Thursday, December 17, 2015

Glenn Beck isn't Sure Trump Would be Better Than Hillary Clinton

I have noticed something this week that I wrote about yesterday.

Howie Carr is clearly getting a little cool on Trump. Not anything he has said explicitly but the subtext suggests he's a little cooler than he was before. He is using Trump's mocking of Ted Cruz's lack of popularity in the Senate as a wedge issue to divide conservatives from Trump.

Rush Limbaugh also criticized Trump on Cruz but still makes it clear he is not off the reservation or anything like that. Still, Rush seemed a little more enthusiastic about Cruz than Trump post debate yesterday.

He said nothing bad about Trump and did say some good things but he was really emphasizing Cruz. Mark Levin was very critical of Trump's Cruz criticism as well. He seems to have basically forgiven Trump for now, and said he made a lot of sense on foreign policy at the debate. But he too just seems a lot more enthusiastic about Cruz than Trump.

EXTRACTED ENTRIES –
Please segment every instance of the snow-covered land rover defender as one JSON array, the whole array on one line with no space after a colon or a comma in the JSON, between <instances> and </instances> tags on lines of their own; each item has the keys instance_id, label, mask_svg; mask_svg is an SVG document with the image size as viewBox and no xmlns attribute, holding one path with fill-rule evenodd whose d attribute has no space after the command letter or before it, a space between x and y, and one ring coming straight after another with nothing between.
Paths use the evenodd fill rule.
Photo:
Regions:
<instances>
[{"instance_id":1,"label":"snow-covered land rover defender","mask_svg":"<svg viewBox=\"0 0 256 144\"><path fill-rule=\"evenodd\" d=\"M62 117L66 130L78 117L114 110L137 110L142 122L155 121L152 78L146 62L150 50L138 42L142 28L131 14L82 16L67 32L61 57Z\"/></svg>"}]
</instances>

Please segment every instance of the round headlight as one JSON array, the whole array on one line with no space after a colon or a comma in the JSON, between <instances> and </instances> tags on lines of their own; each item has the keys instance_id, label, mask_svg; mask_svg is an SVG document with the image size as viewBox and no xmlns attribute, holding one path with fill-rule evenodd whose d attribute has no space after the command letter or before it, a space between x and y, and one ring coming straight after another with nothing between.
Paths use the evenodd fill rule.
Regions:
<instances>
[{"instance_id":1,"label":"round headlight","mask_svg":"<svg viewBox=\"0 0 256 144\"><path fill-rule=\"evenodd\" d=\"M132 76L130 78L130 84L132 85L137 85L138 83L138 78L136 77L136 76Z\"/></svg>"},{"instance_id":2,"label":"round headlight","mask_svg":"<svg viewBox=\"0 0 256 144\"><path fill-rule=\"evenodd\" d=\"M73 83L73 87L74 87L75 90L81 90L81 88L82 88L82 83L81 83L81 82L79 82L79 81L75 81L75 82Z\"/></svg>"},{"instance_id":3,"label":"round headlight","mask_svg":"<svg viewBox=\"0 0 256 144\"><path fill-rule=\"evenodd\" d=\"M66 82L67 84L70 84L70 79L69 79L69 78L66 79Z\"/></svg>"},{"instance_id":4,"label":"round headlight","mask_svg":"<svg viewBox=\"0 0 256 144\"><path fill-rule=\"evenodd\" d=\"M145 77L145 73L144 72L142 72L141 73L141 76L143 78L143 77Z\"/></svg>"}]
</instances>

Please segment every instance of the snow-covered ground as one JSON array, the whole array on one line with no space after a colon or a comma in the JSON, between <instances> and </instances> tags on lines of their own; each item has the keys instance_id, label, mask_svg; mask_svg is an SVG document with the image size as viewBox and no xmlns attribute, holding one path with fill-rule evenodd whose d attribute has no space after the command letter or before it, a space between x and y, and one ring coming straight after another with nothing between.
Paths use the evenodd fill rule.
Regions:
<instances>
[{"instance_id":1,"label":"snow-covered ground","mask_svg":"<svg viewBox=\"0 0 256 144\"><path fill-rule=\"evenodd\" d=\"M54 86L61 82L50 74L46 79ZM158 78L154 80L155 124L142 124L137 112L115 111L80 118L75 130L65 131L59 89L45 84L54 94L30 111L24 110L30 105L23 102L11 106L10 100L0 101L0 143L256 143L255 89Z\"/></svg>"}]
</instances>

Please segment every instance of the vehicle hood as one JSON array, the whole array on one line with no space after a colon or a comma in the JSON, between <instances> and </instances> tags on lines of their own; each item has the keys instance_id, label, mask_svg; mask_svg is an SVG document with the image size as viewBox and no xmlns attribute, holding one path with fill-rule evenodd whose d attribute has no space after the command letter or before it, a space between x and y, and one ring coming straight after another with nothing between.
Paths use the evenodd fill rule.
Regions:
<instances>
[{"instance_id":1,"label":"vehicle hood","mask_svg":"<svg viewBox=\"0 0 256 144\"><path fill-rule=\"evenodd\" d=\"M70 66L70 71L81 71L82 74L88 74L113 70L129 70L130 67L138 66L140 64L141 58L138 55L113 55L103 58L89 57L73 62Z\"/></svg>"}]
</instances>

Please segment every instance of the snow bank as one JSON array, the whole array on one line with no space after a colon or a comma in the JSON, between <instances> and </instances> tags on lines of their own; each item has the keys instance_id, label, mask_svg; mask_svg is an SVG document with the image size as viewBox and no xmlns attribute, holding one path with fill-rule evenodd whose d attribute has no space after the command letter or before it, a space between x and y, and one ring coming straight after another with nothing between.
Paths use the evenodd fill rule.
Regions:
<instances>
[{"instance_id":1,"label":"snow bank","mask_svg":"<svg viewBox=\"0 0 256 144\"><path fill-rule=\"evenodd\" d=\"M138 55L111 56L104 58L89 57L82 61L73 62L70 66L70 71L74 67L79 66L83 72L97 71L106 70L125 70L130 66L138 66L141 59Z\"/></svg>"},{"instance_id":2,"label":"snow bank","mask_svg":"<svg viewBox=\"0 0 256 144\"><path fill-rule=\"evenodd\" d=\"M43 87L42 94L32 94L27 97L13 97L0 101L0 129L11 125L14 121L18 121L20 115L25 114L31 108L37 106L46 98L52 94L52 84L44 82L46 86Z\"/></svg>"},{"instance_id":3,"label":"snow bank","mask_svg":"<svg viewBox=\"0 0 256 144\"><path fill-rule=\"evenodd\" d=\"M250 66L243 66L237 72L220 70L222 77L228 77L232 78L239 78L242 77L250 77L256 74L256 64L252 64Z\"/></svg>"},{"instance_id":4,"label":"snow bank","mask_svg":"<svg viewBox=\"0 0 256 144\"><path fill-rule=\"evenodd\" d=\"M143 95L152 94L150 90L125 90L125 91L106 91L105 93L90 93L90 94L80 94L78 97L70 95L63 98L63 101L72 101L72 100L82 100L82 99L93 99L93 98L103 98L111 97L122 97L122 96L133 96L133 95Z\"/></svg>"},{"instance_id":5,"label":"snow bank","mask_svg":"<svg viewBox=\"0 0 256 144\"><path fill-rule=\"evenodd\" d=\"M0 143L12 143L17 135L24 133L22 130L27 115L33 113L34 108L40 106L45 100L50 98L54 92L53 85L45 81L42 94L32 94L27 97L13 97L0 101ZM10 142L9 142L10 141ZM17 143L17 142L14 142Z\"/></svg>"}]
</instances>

GOAL –
Write out the blog post on Glenn Beck, Trump and Hillary Clinton in full, word for word.

RESULT –
Thursday, December 17, 2015

Glenn Beck isn't Sure Trump Would be Better Than Hillary Clinton

I have noticed something this week that I wrote about yesterday.

Howie Carr is clearly getting a little cool on Trump. Not anything he has said explicitly but the subtext suggests he's a little cooler than he was before. He is using Trump's mocking of Ted Cruz's lack of popularity in the Senate as a wedge issue to divide conservatives from Trump.

Rush Limbaugh also criticized Trump on Cruz but still makes it clear he is not off the reservation or anything like that. Still, Rush seemed a little more enthusiastic about Cruz than Trump post debate yesterday.

He said nothing bad about Trump and did say some good things but he was really emphasizing Cruz. Mark Levin was very critical of Trump's Cruz criticism as well. He seems to have basically forgiven Trump for now, and said he made a lot of sense on foreign policy at the debate. But he too just seems a lot more enthusiastic about Cruz than Trump.